=== What is being asked ===
Whichever lines of the entries hold the word "railing" should be identified and copied.

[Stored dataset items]
====

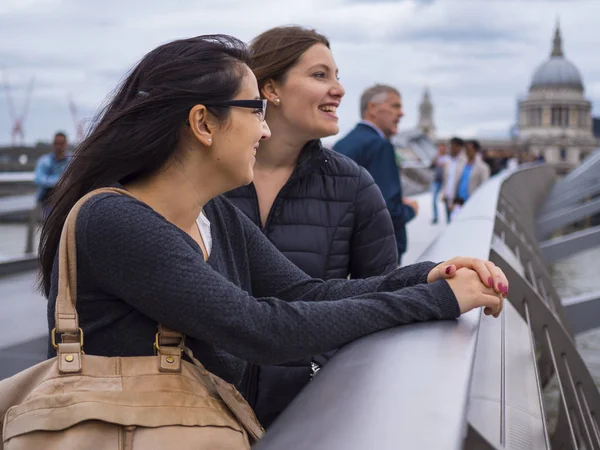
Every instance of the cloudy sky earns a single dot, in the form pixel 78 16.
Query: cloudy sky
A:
pixel 476 56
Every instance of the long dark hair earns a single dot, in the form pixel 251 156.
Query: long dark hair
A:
pixel 137 132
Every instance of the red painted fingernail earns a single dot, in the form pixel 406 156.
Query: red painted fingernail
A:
pixel 503 288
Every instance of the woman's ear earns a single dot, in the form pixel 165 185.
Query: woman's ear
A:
pixel 270 91
pixel 200 124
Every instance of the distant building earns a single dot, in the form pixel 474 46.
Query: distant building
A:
pixel 596 122
pixel 426 123
pixel 555 119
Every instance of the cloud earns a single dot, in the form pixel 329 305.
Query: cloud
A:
pixel 477 57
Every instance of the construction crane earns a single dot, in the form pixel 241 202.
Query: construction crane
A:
pixel 17 131
pixel 77 122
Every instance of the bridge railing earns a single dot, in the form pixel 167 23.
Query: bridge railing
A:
pixel 471 383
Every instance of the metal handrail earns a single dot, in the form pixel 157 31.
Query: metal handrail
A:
pixel 406 386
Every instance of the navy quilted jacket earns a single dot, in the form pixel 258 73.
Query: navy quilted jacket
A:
pixel 331 220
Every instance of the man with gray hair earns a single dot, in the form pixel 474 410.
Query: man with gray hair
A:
pixel 369 146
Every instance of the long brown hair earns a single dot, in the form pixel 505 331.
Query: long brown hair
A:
pixel 276 50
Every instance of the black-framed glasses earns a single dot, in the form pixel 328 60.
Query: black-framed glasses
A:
pixel 259 105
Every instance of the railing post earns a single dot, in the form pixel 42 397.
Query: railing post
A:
pixel 32 223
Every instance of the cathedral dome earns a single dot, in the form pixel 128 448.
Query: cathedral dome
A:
pixel 557 71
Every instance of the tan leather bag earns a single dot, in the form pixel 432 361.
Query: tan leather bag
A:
pixel 79 401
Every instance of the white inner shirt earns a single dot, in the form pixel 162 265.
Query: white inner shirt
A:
pixel 204 228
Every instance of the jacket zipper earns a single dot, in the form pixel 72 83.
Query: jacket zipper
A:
pixel 253 371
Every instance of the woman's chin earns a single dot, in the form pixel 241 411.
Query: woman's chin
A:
pixel 326 131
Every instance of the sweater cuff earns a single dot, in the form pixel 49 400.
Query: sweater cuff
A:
pixel 427 266
pixel 407 276
pixel 446 300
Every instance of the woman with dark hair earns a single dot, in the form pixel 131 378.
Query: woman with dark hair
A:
pixel 182 129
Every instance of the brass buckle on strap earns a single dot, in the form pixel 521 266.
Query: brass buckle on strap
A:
pixel 157 343
pixel 53 338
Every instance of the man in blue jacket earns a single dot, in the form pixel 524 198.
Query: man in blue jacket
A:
pixel 49 169
pixel 369 146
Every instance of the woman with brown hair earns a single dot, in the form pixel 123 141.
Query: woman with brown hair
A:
pixel 318 207
pixel 183 128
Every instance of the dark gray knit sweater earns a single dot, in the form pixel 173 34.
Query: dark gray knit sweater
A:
pixel 248 303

====

=== Finished exercise ===
Every instance of the bridge railing earns a single dot, in the form pixel 167 23.
Query: bridge railing
Every instance of the railing post earns a single dot, in the form pixel 42 397.
Query: railing post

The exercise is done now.